Copy the entries word for word, from their start through the line that contains "[[[0,0],[0,44],[158,34],[292,48],[501,122],[498,0]]]", including both ends.

SUPPLIED MATERIAL
■ ■ ■ ■ ■ ■ ■

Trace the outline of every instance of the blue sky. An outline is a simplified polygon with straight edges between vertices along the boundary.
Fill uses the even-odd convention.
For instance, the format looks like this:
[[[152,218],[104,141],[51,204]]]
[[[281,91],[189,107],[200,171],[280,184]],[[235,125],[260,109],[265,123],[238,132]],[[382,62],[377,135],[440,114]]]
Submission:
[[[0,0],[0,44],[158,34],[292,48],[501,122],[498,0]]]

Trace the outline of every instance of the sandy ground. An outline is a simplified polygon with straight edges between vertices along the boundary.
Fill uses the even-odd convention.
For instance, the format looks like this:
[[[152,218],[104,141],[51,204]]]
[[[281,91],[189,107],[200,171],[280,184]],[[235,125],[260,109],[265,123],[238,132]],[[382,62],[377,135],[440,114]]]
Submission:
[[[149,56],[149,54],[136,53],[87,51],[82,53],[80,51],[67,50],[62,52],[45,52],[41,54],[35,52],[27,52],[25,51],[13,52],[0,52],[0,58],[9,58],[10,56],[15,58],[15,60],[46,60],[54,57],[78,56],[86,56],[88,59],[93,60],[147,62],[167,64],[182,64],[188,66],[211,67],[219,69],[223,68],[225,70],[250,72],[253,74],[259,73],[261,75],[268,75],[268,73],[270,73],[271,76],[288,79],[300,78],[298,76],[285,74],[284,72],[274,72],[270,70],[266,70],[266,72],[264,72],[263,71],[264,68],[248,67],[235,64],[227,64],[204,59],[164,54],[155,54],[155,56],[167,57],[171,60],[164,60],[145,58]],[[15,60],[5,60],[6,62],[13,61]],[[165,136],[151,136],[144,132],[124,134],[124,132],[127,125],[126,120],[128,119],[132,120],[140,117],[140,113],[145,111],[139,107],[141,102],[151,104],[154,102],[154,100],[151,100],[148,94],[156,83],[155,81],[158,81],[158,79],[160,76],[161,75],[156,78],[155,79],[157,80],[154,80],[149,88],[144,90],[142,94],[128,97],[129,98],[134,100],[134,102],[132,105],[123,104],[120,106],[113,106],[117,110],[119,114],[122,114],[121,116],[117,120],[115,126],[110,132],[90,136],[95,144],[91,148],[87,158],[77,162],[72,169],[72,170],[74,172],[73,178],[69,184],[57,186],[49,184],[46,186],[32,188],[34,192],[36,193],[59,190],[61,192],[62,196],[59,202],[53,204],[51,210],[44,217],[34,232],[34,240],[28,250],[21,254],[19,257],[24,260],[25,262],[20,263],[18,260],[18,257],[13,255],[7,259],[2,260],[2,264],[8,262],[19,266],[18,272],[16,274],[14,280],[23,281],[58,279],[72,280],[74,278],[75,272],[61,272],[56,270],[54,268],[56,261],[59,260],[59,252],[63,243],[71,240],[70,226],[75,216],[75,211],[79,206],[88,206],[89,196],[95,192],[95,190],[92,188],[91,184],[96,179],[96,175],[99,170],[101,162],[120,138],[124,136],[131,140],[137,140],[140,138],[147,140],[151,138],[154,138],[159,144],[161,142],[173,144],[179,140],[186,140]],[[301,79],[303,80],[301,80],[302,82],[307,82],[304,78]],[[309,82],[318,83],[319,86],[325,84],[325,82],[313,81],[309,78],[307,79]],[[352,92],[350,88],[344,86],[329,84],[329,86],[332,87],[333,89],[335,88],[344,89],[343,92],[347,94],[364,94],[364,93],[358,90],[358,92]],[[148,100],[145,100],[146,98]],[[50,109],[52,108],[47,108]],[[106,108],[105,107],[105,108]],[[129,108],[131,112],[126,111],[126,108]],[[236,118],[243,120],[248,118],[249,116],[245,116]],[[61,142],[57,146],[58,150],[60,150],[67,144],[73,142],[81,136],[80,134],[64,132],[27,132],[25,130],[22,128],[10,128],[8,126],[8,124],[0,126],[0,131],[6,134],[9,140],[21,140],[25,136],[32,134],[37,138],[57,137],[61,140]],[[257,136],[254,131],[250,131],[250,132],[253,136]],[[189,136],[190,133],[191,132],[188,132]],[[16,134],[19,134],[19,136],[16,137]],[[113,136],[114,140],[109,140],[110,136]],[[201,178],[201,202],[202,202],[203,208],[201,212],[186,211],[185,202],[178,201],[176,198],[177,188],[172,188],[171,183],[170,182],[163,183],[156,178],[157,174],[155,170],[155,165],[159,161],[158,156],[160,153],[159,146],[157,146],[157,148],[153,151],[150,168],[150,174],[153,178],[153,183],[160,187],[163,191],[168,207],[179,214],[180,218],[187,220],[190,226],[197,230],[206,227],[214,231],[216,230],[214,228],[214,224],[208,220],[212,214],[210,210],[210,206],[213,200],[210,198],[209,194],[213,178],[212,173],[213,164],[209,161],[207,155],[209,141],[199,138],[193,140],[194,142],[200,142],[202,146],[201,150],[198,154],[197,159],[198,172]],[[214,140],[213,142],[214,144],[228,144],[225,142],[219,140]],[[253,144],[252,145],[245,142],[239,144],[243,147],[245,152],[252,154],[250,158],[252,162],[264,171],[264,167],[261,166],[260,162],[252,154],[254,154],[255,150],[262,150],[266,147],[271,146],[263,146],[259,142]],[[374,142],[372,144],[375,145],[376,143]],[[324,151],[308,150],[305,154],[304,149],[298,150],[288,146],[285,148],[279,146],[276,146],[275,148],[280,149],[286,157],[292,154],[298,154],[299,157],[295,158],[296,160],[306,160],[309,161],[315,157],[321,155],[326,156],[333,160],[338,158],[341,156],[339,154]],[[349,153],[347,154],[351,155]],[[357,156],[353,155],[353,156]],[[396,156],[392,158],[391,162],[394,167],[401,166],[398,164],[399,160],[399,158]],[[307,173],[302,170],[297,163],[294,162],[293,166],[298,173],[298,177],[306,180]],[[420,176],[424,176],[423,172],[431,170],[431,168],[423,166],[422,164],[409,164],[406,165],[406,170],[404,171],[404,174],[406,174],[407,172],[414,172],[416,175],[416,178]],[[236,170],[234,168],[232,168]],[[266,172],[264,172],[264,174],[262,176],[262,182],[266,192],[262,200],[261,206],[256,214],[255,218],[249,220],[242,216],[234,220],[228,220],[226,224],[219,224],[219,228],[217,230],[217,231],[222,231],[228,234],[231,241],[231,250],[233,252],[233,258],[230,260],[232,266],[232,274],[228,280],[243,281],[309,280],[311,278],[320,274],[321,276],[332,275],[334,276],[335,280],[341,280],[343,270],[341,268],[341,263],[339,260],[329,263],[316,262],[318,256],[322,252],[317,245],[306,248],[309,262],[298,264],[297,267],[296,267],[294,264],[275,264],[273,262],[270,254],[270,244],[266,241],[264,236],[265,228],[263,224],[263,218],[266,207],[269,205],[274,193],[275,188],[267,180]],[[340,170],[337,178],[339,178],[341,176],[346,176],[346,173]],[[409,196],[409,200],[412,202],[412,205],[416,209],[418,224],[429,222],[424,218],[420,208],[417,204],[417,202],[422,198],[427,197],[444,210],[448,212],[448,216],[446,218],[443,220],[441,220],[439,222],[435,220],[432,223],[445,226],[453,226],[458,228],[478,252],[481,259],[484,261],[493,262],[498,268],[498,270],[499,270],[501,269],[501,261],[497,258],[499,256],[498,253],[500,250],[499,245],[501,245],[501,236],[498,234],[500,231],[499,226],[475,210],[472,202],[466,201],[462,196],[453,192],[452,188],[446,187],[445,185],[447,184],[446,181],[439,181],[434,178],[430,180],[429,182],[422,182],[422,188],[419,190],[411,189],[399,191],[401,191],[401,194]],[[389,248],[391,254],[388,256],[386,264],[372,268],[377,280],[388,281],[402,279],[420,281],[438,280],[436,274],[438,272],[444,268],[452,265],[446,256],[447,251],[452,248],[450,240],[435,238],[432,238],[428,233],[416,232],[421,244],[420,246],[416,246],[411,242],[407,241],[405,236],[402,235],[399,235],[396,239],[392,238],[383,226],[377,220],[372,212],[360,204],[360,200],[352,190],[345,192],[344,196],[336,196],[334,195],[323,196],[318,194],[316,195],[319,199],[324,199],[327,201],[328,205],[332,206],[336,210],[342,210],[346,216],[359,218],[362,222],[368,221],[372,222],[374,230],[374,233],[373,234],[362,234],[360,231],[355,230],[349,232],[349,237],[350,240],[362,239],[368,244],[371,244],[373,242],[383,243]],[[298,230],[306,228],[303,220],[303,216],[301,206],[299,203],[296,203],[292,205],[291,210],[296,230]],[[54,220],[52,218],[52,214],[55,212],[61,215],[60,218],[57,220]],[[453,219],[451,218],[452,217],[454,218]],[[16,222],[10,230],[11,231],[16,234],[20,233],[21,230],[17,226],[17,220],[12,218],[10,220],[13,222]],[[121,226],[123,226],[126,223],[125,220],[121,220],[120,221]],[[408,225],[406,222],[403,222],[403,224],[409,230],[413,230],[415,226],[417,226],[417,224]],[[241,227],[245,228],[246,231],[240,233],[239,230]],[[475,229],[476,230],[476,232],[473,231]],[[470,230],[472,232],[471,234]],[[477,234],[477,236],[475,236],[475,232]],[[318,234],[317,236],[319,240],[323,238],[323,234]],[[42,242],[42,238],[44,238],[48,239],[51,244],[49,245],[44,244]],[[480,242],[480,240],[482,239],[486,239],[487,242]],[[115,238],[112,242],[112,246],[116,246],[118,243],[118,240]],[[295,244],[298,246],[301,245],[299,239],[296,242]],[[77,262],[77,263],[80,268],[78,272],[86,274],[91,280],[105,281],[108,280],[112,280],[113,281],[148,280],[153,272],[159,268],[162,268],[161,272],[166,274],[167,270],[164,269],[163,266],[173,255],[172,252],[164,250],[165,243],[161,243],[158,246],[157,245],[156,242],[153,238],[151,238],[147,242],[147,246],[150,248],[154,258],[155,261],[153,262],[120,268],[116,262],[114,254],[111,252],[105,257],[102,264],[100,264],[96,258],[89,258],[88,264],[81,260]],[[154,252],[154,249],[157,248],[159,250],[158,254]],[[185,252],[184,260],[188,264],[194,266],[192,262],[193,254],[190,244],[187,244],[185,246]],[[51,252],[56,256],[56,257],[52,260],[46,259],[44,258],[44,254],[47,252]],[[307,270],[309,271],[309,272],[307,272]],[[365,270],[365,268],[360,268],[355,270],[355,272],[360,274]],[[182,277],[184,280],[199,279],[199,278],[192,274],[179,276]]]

■ ■ ■ ■ ■ ■ ■

EXERCISE OUTPUT
Trace the outline of every instance of the blue sky. An outline is a simplified polygon with straight edges between vertices along the boundary.
Fill uses the even-odd convention.
For instance, the format looks like this:
[[[152,218],[104,141],[51,204]]]
[[[281,91],[189,107],[200,171],[280,184]],[[235,125],[260,109],[265,123],[238,132]],[[382,62],[377,135],[440,114]]]
Submission:
[[[0,0],[0,44],[158,34],[292,48],[501,122],[498,0]]]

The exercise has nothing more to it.